_Исходный текст_
------------------------------

– Почему вы решили обратиться к теме Холокоста?
– Не могу сказать, что я осознанно выбрал тему Холокоста, скорее, сама тема выбрала меня, притянула за уши не только масштабом человеческой катастрофы, Шоа, как говорят иудеи, но и тем, что контекст геноцида – это тот срез, через который природа добра и зла просматривается наиболее наглядно. То есть, во-первых, для меня, как для любого сочувствующего человека, Холокост – это прежде всего личная трагедия, притом что сам я не еврей. Прочтение «Дневника» Анны Франк и «Рапорта из Штутгофа» Мартина Нильсена тоже в свое время стало сильнейшей личной травмой. Кстати, именно после тетрадки Анны Франк я и начал изучать материалы, связанные с Холокостом, наиболее пристально...
Во-вторых, старая истина: человек показывает свое настоящее лицо только в самых критических обстоятельствах, в пограничных условиях, на стыке перед лицом смерти. В такие минуты каждому человеку приходится делать выбор: быть с теми или с этими; приспособляться, пресмыкаться, прислуживать или бороться, защищать, спасать; жертвовать собой или заботиться о собственной шкуре.

------------------------------

_Исходные данные_

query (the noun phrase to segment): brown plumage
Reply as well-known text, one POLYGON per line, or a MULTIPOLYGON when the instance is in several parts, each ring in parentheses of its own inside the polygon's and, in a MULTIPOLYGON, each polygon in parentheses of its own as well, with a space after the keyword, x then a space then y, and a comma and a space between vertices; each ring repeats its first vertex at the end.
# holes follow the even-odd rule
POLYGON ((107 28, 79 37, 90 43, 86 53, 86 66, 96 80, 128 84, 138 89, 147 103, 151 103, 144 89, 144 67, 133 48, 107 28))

------------------------------

_Что сделать_
1: Какая книга, по словам отвечающего в интервью о Холокосте, подтолкнула его к пристальному изучению материалов на эту тему?
2: Допишите интервью о Холокосте: продолжите ответ сразу после последнего абзаца.

_Ответы_
1: «Дневник» Анны Франк.

2:
Поляки, немцы, украинцы, литовцы, латыши, эстонцы, евреи, русские, все европейцы – тысячи представителей этих наций в условиях тотального уничтожения проявляли себя очень по-разному: кто-то становился святым и героем, кто-то преступником-карьеристом – и, что самое важное, в слове «святость» в данном случае нет и тени пафоса: в подобных исторических обстоятельствах священность доброго поступка становится наиболее очевидна, потому что в тех условиях быть добрым и неравнодушным – это колоссальная роскошь, цена которой почти всегда собственная жизнь. Именно это и стало главной причиной, почему я обратился к данной теме.
– Сколько вы работали над романом? С учетом того, что в книге огромную роль играет исторический контекст, долго ли вам пришлось изучать документы и свидетельства эпохи?
– Наверное, где-то год писал и плюс к этому года полтора редактировал. Мне сложно сказать точно, потому что основная работа над книгой проходит на глубине, это бессознательное брожение, о котором сам зачастую ничего не подозреваешь. И ты еще не начал писать роман, даже не задумал его, а он уже пишется в тебе. И то, что я за письменным столом сидел эти полтора – два с половиной года над рукописью, – слишком формальный момент.
В тех условиях быть добрым и неравнодушным – это колоссальная роскошь, цена которой почти всегда собственная жизнь.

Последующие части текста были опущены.